You can’t feel high blood pressure. But take it from the experts: Once you have it, it’s already damaging your arteries and setting you up for heart disease or a stroke.
Knowing you have high blood pressure is your cue to take steps to protect your future health. And you can do plenty of things to help control your blood pressure.
“Many studies have shown controlling blood pressure greatly reduces the risk for stroke and heart attack,” says Thomas Pickering, M.D., D.Phil., a hypertension expert in New York City and author of Good News About High Blood Pressure: Everything You Need to Know to Take Control of Hypertension ... and Your Life.
Your doctor can check your pressure, prescribe medication, and offer good advice. From there, Dr. Pickering insists, your health is in your hands.
The most important step in controlling blood pressure is to take your medication as directed by your health care provider.
“If you’ve been prescribed blood pressure medication, the number one thing to remember is to take it,” say Dr. Pickering. “Make it a habit, like brushing your teeth.”
Why should popping a pill top be so important? First, today’s blood pressure drugs are proven effective. Second, of all the lifestyle choices you can make, nothing is easier than taking a daily pill at the start or end of each day.
Buy a blood pressure monitor
At a one-time cost of about $40, a home blood pressure monitor is an excellent investment in your health.
“I ask each of my patients to buy a digital home blood pressure monitor so they can check their own pressure at home,” says Dr. Pickering. “That way, if they notice their blood pressure going up, they’ll know right away to take steps to keep it under control. They’ll also be more likely to take their pills and exercise.”
He notes that digital monitors are easier to use than the standard bulb monitors and are reasonably accurate.
“Smoking is the most lethal of all unhealthy habits,” says Dr. Pickering. “You may not see an immediate change in blood pressure when you quit, but it’s probably the number one thing you can do for your health.”
Weight loss is the most effective nondrug method for lowering blood pressure in overweight people, Dr. Pickering says. The higher your body mass, the higher the pressure on artery walls.

- **DATASET EXTRACT**:

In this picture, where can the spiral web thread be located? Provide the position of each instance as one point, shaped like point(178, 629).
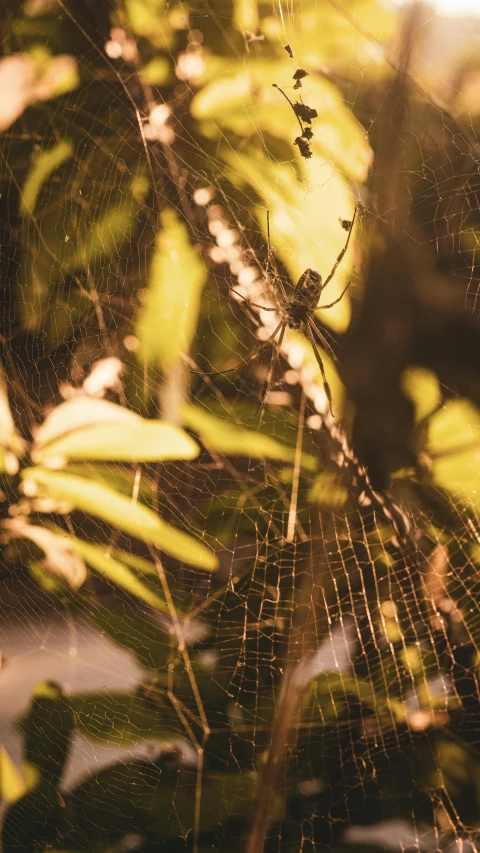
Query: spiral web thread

- **TASK ITEM A**: Write out the blood pressure article word for word, starting at "Your doctor can" and ending at "in your health.".
- **TASK ITEM B**: Summarize the blood pressure article in two sentences.
The listing comes from a separate source.

- **TASK RESULT A**:
Your doctor can check your pressure, prescribe medication, and offer good advice. From there, Dr. Pickering insists, your health is in your hands.
The most important step in controlling blood pressure is to take your medication as directed by your health care provider.
“If you’ve been prescribed blood pressure medication, the number one thing to remember is to take it,” say Dr. Pickering. “Make it a habit, like brushing your teeth.”
Why should popping a pill top be so important? First, today’s blood pressure drugs are proven effective. Second, of all the lifestyle choices you can make, nothing is easier than taking a daily pill at the start or end of each day.
Buy a blood pressure monitor
At a one-time cost of about $40, a home blood pressure monitor is an excellent investment in your health.

- **TASK RESULT B**: High blood pressure can't be felt, but it damages the arteries and raises the risk of heart disease and stroke, while controlling it greatly reduces the risk of stroke and heart attack. The most important step is taking prescribed medication as directed, and buying a home blood pressure monitor, quitting smoking, and losing weight if overweight also help.